* What needs to be done:
Format the rows below, from the very first one through the line holding "point(566, 453)", inclusive, as a numbered list with no blank lines, and include only those lines. Leave the pictures out of your answer.

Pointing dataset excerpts
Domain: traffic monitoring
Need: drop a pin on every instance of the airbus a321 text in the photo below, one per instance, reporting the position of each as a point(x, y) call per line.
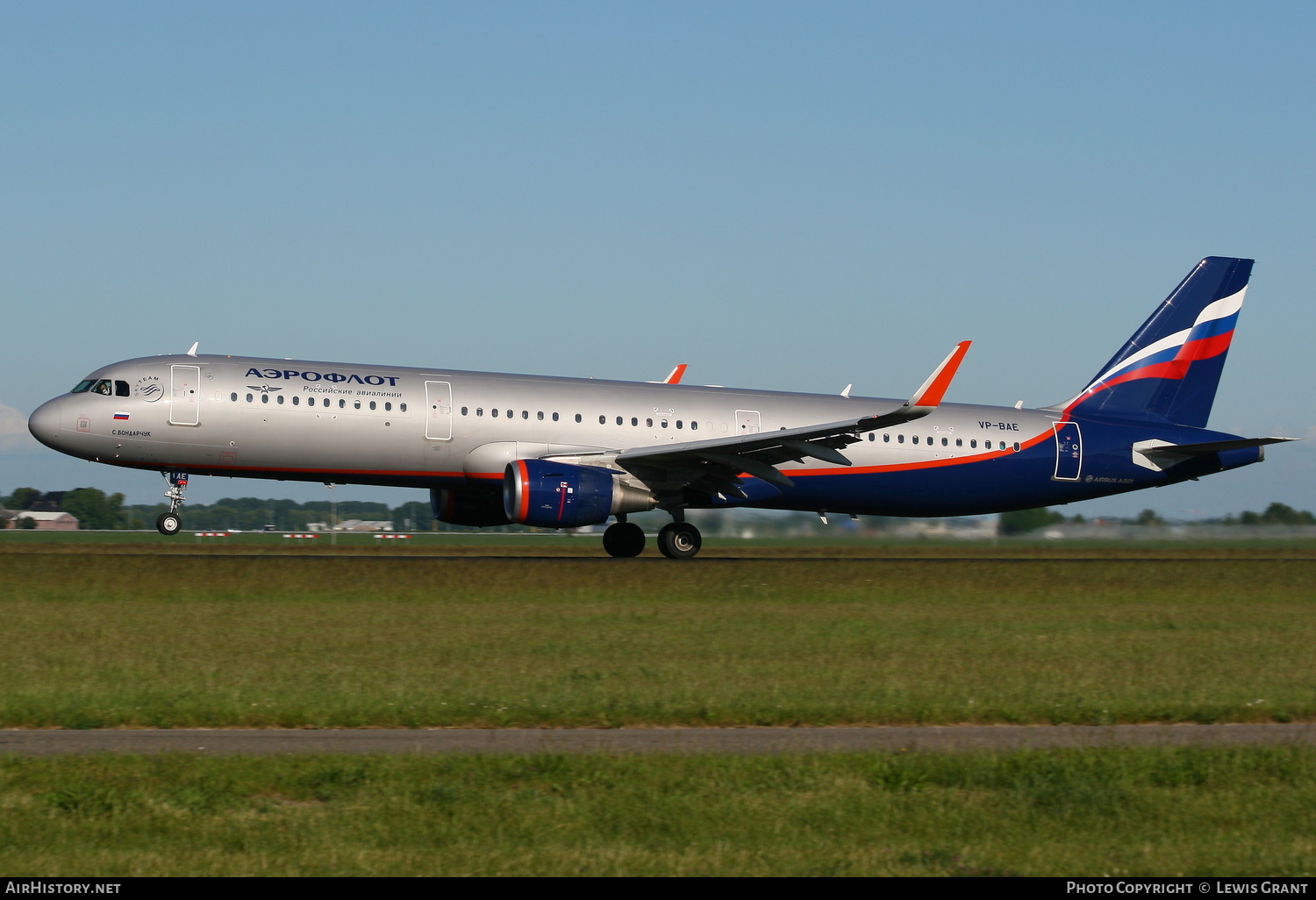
point(566, 453)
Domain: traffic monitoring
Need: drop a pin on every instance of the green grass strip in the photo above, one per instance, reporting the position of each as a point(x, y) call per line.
point(1081, 812)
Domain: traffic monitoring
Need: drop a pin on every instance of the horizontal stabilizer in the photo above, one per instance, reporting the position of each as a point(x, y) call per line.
point(931, 392)
point(1208, 446)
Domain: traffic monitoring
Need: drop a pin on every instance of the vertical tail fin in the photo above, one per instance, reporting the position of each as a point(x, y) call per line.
point(1171, 366)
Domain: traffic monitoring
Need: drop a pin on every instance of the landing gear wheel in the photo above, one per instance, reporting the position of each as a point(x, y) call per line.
point(679, 541)
point(624, 539)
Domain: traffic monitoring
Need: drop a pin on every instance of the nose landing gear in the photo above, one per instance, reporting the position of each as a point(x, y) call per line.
point(170, 523)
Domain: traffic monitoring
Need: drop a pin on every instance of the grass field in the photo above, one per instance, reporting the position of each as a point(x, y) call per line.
point(1112, 812)
point(323, 639)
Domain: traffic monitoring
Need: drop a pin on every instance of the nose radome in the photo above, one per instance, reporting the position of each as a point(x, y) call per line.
point(44, 424)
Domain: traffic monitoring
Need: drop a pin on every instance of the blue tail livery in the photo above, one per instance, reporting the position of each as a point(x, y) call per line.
point(562, 453)
point(1171, 366)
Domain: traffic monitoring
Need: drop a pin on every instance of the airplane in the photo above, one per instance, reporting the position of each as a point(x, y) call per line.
point(561, 453)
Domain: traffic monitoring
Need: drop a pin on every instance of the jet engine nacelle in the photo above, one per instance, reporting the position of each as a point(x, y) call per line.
point(560, 495)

* Result:
1. Domain: traffic monitoring
2. Need: drop a pin on every instance of the airbus a321 text in the photo below, one per instance, reporting the position of each as a point(x, y) call per line.
3. point(566, 453)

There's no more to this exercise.